> [Task to carry out]
Reproduce the records precisely. Every line should be included.

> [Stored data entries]

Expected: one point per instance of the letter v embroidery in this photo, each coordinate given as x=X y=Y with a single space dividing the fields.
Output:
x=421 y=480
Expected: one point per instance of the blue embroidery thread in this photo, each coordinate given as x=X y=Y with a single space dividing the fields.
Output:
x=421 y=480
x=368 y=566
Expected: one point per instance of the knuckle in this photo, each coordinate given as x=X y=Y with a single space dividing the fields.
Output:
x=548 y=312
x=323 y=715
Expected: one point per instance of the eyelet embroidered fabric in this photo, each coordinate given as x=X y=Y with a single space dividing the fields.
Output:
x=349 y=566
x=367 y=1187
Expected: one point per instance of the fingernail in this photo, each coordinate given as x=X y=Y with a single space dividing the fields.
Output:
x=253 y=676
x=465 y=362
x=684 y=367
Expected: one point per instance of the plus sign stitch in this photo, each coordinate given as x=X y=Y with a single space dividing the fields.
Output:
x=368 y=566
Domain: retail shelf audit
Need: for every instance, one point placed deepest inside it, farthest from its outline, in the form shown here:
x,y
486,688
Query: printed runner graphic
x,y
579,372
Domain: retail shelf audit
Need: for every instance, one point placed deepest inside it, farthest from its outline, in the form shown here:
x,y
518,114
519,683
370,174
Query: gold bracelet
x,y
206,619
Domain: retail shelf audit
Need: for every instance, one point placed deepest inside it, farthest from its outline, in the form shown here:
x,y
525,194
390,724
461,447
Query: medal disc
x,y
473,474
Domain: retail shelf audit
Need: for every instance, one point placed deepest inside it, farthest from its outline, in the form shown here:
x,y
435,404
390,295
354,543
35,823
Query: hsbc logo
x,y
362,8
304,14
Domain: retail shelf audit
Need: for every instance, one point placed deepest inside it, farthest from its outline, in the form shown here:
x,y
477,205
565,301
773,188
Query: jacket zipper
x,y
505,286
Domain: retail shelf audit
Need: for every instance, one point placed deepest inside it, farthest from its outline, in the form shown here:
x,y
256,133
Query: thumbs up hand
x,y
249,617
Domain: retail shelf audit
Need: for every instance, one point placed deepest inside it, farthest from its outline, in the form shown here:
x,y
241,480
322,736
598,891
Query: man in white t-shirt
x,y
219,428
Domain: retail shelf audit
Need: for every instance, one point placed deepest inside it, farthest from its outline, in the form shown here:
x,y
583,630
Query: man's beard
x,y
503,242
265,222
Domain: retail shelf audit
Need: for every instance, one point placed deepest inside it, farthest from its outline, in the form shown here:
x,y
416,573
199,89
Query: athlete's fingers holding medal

> [Solved exercise]
Expected: one point per instance of the letter v embroidery in this photo, each coordinate given as x=X y=Y with a single space dividing the fields.
Output:
x=421 y=480
Expected: one point per instance of the blue embroidery thread in this photo, each coordinate given as x=X y=Y with a single space dividing the fields.
Output:
x=421 y=480
x=368 y=566
Expected: one point per instance of the knuckle in this photo, each coordinate given as x=X y=Y with a single space dividing the fields.
Output:
x=548 y=312
x=323 y=715
Expected: one point per instance of the eyelet embroidered fabric in this photo, each coordinate given as x=X y=Y with a single space dividing the fields.
Output:
x=349 y=566
x=367 y=1187
Expected: one point per instance of the fingernail in this photo, each coordinate given as x=X y=Y with a single space dividing the fields.
Output:
x=253 y=676
x=465 y=362
x=684 y=367
Expected: one point per instance of the plus sign stitch in this photo, each coordinate given as x=X y=Y with a single space dividing the fields.
Output:
x=368 y=566
Domain: retail shelf audit
Need: for every instance, one point placed deepest inside it, farthest from its outline, in the form shown here:
x,y
486,688
Query: printed runner graphic
x,y
579,372
Domain: retail shelf audit
Need: for every instance, one point placed deepest inside it, farthest from its outline, in the form shown here:
x,y
518,114
519,683
370,174
Query: gold bracelet
x,y
206,619
Domain: retail shelf audit
Need: for every instance, one point placed deepest inside it, farthest from its outline, in the form shown here:
x,y
525,194
390,724
461,447
Query: medal disc
x,y
473,474
Domain: retail shelf audit
Need: for every instance, one point placed deepest inside it, farthest from its outline, in the form shown here:
x,y
435,404
390,295
354,543
35,823
Query: hsbc logo
x,y
362,8
304,14
Domain: retail shelf audit
Need: for every instance, one point placed deepest inside it, farthest from its outline, in the form shown here:
x,y
477,205
565,301
773,188
Query: jacket zipper
x,y
505,286
Domain: retail shelf audit
Need: for every instance, one point placed deepest inside it, farthest from its outline, in the form shown here:
x,y
256,133
Query: thumbs up hand
x,y
249,617
Domain: retail shelf audit
Need: for every instance, one point placed deepest inside it, farthest from its outline, in the form shown here:
x,y
241,480
322,736
598,891
Query: man in white t-shirt
x,y
219,428
Domain: retail shelf audit
Need: for every instance, one point placed deepest inside it, farthest from its outline, in the form shown here:
x,y
583,630
Query: man's beard
x,y
503,242
265,222
Domain: retail shelf audit
Need: for every instance, one point placed deepest inside it, farthest from its outline, in the form shown here:
x,y
416,573
199,89
Query: athlete's fingers holding medal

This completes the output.